AIM OF THE TASK: Each entry needs to be restated exactly as written.

TASK INPUTS:
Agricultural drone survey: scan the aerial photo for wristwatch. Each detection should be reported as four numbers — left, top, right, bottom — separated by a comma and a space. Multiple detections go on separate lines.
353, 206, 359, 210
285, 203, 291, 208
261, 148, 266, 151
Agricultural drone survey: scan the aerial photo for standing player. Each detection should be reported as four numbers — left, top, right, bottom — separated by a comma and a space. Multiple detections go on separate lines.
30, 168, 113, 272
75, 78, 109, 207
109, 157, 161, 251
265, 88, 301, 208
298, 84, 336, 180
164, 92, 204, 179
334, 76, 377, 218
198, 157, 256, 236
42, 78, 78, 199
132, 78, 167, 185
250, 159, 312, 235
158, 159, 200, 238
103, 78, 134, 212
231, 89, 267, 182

YOUR RESPONSE:
Agricultural drone survey: scan the aerial photo for wristwatch. Each detection should be reported as four numbers — left, top, right, bottom — separated by a comma and a space. Multiple detections go on separate lines.
353, 206, 359, 210
285, 203, 291, 208
261, 148, 266, 151
Agricultural drone survey: scan the aerial photo for standing player. Each detection should be reported as four numbers — left, top, right, bottom — separated by a comma and a space. Multiple detections go on separate lines.
30, 168, 113, 272
75, 78, 109, 207
109, 157, 161, 251
265, 88, 301, 208
298, 84, 336, 180
164, 92, 204, 179
334, 76, 377, 218
198, 157, 256, 236
42, 78, 78, 199
132, 78, 167, 185
250, 159, 312, 235
158, 159, 200, 238
103, 78, 134, 212
231, 89, 267, 182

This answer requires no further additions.